Description of the task: Which lines in the items below contain the string "shadowed", matching case exactly? Copy each of those lines in full.

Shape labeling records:
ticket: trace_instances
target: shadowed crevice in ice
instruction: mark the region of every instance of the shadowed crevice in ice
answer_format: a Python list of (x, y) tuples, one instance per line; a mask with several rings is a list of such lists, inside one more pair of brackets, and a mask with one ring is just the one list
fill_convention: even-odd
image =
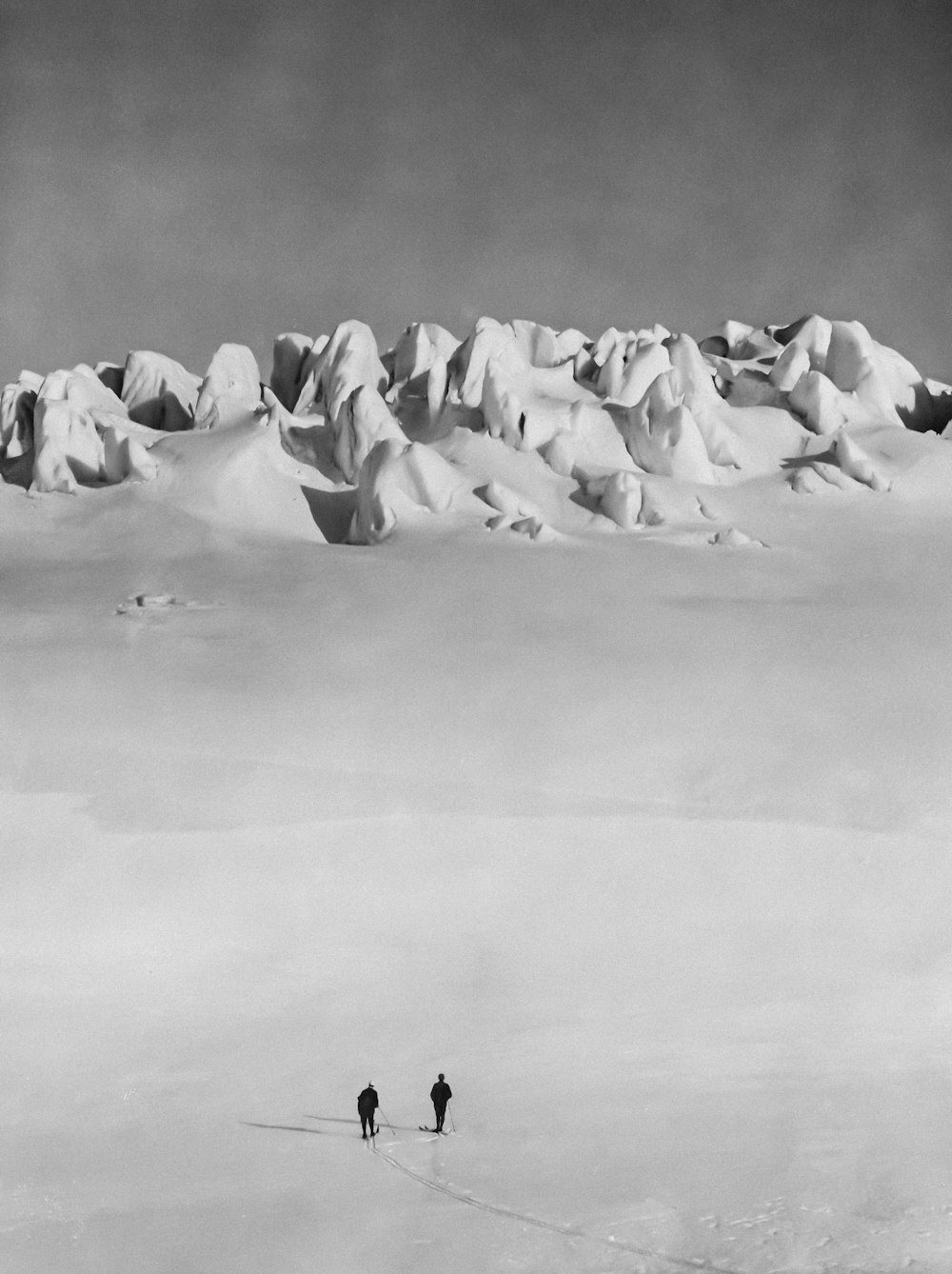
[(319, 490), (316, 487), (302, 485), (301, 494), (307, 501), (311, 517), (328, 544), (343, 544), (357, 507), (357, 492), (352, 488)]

...

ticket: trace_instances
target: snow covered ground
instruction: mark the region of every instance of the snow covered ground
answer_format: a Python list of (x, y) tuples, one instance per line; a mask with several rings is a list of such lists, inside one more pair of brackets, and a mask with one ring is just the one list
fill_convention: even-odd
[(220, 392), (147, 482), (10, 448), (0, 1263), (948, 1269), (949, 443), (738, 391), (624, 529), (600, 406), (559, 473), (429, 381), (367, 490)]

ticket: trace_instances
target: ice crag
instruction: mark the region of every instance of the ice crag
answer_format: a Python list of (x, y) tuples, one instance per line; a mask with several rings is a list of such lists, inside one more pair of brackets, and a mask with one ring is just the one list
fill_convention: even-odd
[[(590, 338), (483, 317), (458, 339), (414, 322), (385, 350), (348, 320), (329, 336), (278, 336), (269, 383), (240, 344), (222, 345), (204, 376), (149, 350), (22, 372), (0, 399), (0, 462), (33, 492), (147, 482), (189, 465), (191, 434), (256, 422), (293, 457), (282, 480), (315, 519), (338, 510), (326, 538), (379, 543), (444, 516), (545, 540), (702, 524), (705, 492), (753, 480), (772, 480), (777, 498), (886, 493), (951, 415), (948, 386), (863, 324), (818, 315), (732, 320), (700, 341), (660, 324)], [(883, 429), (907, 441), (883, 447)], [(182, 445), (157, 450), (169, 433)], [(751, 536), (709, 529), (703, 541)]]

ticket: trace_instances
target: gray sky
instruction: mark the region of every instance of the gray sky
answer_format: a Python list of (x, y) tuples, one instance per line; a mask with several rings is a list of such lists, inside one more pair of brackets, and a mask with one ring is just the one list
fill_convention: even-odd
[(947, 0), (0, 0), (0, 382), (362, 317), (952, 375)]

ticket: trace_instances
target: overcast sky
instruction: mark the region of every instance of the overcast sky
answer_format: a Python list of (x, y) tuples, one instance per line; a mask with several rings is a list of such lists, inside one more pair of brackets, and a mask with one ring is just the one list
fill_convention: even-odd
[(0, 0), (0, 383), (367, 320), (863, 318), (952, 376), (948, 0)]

...

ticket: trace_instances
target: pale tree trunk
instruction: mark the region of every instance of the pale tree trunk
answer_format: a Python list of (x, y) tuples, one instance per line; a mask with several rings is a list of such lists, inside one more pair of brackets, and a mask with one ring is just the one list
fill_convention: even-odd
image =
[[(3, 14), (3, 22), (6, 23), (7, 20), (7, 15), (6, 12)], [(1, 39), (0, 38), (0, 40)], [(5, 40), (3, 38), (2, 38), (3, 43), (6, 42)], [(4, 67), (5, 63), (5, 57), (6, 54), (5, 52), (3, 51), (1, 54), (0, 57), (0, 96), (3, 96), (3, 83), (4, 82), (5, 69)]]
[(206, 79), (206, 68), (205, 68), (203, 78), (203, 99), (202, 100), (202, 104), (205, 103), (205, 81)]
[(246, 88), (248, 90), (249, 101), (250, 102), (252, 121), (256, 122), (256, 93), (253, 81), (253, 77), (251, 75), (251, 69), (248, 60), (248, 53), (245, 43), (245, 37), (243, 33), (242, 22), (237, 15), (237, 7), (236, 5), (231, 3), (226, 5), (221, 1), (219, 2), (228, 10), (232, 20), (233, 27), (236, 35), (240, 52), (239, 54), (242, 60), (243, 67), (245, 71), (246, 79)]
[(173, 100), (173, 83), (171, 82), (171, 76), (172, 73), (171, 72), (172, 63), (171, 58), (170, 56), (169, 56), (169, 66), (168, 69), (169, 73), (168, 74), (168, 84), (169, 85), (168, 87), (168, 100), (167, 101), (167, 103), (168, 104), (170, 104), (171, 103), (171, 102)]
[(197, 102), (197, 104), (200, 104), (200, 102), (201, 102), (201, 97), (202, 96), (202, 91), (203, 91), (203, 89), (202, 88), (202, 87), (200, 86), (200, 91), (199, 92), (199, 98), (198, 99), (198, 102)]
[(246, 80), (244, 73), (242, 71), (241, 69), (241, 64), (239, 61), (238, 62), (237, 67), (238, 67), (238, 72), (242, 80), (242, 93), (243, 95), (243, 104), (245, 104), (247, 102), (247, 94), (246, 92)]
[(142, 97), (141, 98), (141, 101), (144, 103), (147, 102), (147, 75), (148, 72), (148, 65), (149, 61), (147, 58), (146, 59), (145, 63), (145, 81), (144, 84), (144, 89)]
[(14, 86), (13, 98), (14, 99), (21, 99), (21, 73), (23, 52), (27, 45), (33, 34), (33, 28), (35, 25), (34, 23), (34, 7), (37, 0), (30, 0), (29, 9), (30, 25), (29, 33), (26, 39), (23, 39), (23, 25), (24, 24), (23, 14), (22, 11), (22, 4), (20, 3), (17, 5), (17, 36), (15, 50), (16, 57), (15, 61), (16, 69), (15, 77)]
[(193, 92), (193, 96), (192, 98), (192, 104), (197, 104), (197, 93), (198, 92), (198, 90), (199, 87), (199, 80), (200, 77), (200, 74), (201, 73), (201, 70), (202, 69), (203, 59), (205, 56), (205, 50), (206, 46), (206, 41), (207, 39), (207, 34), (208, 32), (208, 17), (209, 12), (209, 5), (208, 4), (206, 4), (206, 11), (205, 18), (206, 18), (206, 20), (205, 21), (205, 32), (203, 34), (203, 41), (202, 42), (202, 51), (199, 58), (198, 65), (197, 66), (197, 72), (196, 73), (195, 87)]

Task output:
target: shadowed crevice in ice
instruction: mark the region of every instance of the shadowed crevice in ice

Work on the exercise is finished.